[Natural-language object grounding data]
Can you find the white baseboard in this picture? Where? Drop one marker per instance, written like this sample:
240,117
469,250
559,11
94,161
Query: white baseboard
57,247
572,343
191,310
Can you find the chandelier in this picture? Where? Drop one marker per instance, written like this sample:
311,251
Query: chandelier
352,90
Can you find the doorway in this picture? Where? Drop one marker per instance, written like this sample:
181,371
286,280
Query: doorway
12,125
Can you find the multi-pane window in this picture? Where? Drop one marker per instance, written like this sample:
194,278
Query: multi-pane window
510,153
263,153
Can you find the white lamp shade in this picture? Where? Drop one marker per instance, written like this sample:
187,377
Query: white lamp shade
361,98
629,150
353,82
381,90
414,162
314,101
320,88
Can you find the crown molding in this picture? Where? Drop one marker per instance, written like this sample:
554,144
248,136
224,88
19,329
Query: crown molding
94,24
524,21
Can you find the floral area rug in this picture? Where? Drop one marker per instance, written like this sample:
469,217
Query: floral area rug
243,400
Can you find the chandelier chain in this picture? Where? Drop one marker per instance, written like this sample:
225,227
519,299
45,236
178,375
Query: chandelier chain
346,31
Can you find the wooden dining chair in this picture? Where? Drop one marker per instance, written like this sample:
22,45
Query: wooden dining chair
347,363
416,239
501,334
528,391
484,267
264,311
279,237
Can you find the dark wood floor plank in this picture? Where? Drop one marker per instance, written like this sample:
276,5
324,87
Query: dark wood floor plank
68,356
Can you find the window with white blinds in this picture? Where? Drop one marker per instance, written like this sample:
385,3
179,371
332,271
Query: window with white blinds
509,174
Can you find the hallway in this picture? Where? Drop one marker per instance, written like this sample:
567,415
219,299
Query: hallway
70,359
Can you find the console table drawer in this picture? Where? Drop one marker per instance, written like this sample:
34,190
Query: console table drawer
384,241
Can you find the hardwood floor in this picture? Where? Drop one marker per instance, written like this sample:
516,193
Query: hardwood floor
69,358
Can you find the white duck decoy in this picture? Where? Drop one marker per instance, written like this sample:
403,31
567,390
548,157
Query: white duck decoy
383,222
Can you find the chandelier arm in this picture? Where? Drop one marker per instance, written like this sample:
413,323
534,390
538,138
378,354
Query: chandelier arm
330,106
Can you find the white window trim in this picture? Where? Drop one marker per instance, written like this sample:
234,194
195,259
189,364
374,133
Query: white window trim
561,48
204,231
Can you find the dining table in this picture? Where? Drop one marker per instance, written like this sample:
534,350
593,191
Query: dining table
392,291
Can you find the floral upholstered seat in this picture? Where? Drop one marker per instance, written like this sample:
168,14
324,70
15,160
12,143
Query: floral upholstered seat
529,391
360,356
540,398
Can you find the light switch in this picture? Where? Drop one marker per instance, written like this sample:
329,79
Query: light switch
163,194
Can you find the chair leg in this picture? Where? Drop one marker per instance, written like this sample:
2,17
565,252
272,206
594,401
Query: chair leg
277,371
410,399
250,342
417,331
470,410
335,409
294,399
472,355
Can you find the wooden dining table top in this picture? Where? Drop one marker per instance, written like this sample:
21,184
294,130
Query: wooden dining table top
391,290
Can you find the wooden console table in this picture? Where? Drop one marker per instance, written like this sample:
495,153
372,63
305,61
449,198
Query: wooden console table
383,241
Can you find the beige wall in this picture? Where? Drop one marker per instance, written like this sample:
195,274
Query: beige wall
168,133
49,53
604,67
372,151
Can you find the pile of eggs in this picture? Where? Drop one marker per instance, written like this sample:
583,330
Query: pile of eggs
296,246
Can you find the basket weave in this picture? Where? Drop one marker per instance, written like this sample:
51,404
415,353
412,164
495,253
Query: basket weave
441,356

### WHAT YOU HAVE TO DO
Copy the records. Each line should match exactly.

### EXERCISE ANSWER
Can you find the white baseboard in this picture? Where? Drop one marker per instance, written like this sample:
240,117
469,250
559,11
94,161
Query: white baseboard
57,247
572,343
191,310
Can you find the chandelier in this picture? Where? Drop one marker per instance, written like this sample:
311,251
Query: chandelier
352,90
Can you find the doorway in this picture? Where? Drop one marker per instance, written like this sample:
181,371
286,280
Query: doorway
12,125
Can you find the multi-pane window in this picture? Where? Drop one marker per instance, written like this sample:
194,278
Query: multi-pane window
510,153
263,153
Can you find the white lamp shade in this picture? Where? Drop one marker per instance, written like this sample:
187,377
Query: white lamp shade
361,98
629,150
353,82
381,90
414,162
314,101
320,88
Can you find the crown molding in this picture? Where? Drop one marker per instance, written like this sample:
554,144
248,136
224,88
19,329
Query: crown molding
94,24
524,21
Can you find the floral area rug in this picture? Where? Drop one marker per instance, written like this sample:
469,217
Query: floral area rug
243,400
Can you find the chandelier chain in this picture? Where? Drop one marker per instance, written like this sample:
225,227
519,299
45,236
178,375
Query: chandelier chain
346,31
Can you find the wooden dining chair in this picture? Where? Drop one marker per instance, written like this sample:
22,45
Query: wooden dining chair
347,363
416,239
501,334
528,391
484,267
264,311
279,237
Can you find the dark wood floor plank in this picture? Where? Drop one marker per instance, written like this sample:
276,5
324,87
Query: dark wood floor plank
68,356
Can you find the window with white blinds in this picture? Where? Drop one marker per instance, written like this sample:
385,3
179,371
332,271
Query: window with white blinds
509,174
Can you find the hallway in this picture? Where? Drop one marker per instance, written like this sample:
567,415
219,299
Query: hallway
70,359
Can you find the console table drawer in this picture? Where? Drop one marker per instance, written like this sample:
34,190
Query: console table drawer
384,241
Can you find the hardwood floor in this picture? Where? Drop one marker per instance, written like this sample:
516,193
Query: hardwood floor
69,358
Can you find the white duck decoy in this picture? Where? Drop one marker per instance, written like this sample:
403,31
567,390
548,157
Query: white duck decoy
383,222
Can you find the chandelier arm in this picture? Where? Drop one marker per instance, written like this sample:
413,323
534,390
538,138
378,354
Query: chandelier arm
330,106
Can you find the white window trim in this picture? Where? Drop one marker per instance, written like this sample:
234,194
195,259
189,364
374,133
Query: white window trim
561,48
204,231
Can you find the dining table in this picture? Where? Drop one marker per instance, written like this sample:
534,350
593,191
Query: dining table
392,291
Can you find the floral upholstered seat in this picture? Where? Drop one marker per instance, written like this sample:
168,14
324,70
15,160
12,143
Query: floral upholstered seat
529,391
360,356
540,398
Can you find the light switch in this picture? Where? Drop one marker per instance, written like this sample:
329,79
Query: light switch
163,194
Can you find the chair leg in this picture? Where? Drop one marker per instance, written like this sample:
2,17
565,252
272,206
594,401
Query: chair leg
277,371
410,399
250,342
417,331
470,410
335,409
294,399
472,355
Can you find the wooden dining table top in this picture? Where? Drop one marker per instance, written like this sample:
21,184
294,130
Query: wooden dining table top
391,290
Can you find the wooden console table in this picture? Where? Drop one marker per instance, written like this sample:
495,153
372,63
305,61
449,198
Query: wooden console table
383,241
Can you find the beige wall in this picture? Where? Drop one marker per instance, written like this sample:
195,274
Query: beige wall
168,133
49,53
604,67
372,151
Can you find the pile of eggs in this picture? Where? Drop one marker per instance, written like this sample:
583,330
Query: pile of eggs
296,246
Can you find the basket weave in this picture? Where? Drop one marker per instance, written like this sample:
51,404
415,353
412,164
495,253
Query: basket weave
441,356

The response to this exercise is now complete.